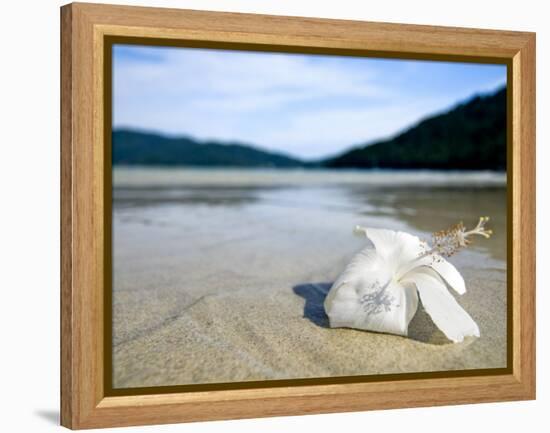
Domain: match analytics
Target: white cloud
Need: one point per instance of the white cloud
(306, 105)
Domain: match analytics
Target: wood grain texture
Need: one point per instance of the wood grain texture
(84, 27)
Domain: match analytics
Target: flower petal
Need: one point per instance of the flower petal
(442, 307)
(395, 247)
(365, 297)
(450, 274)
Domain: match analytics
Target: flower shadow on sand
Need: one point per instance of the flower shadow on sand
(421, 327)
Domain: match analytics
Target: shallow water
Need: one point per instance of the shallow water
(191, 247)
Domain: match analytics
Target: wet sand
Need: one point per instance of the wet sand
(221, 276)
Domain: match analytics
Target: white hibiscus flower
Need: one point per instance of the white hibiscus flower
(379, 289)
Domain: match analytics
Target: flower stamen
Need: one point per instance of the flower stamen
(448, 242)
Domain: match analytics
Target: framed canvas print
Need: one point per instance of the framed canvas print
(268, 216)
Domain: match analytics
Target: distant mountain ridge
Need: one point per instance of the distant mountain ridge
(470, 136)
(144, 148)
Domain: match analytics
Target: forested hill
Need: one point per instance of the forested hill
(471, 136)
(139, 148)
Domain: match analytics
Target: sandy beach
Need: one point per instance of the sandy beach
(220, 276)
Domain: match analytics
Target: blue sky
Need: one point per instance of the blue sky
(308, 106)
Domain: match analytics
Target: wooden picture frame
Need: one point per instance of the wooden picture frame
(85, 218)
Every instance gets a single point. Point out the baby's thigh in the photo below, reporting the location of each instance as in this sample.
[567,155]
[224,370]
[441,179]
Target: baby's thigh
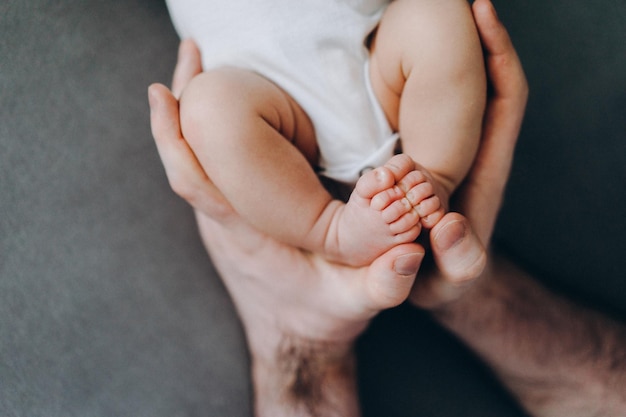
[429,39]
[236,104]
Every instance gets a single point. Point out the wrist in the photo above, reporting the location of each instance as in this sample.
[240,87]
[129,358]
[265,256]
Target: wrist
[300,377]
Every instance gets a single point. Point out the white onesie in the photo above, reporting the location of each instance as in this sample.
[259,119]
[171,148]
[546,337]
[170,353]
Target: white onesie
[315,51]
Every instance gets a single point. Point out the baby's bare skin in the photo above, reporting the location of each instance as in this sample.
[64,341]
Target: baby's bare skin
[388,207]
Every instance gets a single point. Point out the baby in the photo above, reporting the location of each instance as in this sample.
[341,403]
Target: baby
[296,89]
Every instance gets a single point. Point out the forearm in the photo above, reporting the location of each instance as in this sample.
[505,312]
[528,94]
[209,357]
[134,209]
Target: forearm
[557,358]
[305,379]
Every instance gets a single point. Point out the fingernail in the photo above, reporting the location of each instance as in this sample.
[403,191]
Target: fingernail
[408,264]
[451,234]
[152,101]
[493,10]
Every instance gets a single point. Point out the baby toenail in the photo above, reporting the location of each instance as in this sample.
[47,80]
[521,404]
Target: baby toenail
[408,264]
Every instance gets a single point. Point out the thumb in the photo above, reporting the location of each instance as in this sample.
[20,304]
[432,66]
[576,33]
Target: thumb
[460,259]
[390,277]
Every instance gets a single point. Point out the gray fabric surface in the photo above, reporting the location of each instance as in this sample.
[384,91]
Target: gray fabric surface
[109,305]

————————

* _Requirement_:
Out of the data above, transcribe exactly and only the lines starting with the line that has "Need: one point per instance of the framed" and going on through the line that has "Target: sandy beach", both included.

* _Expected answer_:
Need: one point per instance of the framed canvas print
(268, 216)
Domain: match analytics
Target: distant mountain ridge
Need: one point per instance of the distant mountain ridge
(470, 136)
(144, 148)
Domain: match analytics
Target: forested hill
Need: one point per instance of the forested hill
(471, 136)
(139, 148)
Domain: match analytics
Target: sandy beach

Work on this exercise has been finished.